> **WHAT TO WORK ON**
Turn the records below into a two-column CSV with the headers record_text and answer. Give one row per record, with the record's text and its answer each in a single quoted field and every line break replaced by a space.

> **MATERIAL SUPPLIED**
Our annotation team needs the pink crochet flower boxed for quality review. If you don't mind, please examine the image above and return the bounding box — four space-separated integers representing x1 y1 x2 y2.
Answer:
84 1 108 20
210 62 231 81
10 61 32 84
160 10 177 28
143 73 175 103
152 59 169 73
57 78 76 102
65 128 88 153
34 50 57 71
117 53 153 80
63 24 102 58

> **EXERCISE ANSWER**
record_text,answer
"Our annotation team needs the pink crochet flower boxed for quality review. If you don't mind, please examine the image above and return the bounding box — four space-separated integers representing x1 y1 x2 y2. Answer:","84 1 108 20 210 62 231 81 10 61 32 84 160 10 177 28 143 73 175 103 152 59 169 73 57 78 76 102 65 128 88 153 34 50 57 71 117 53 153 80 63 24 102 58"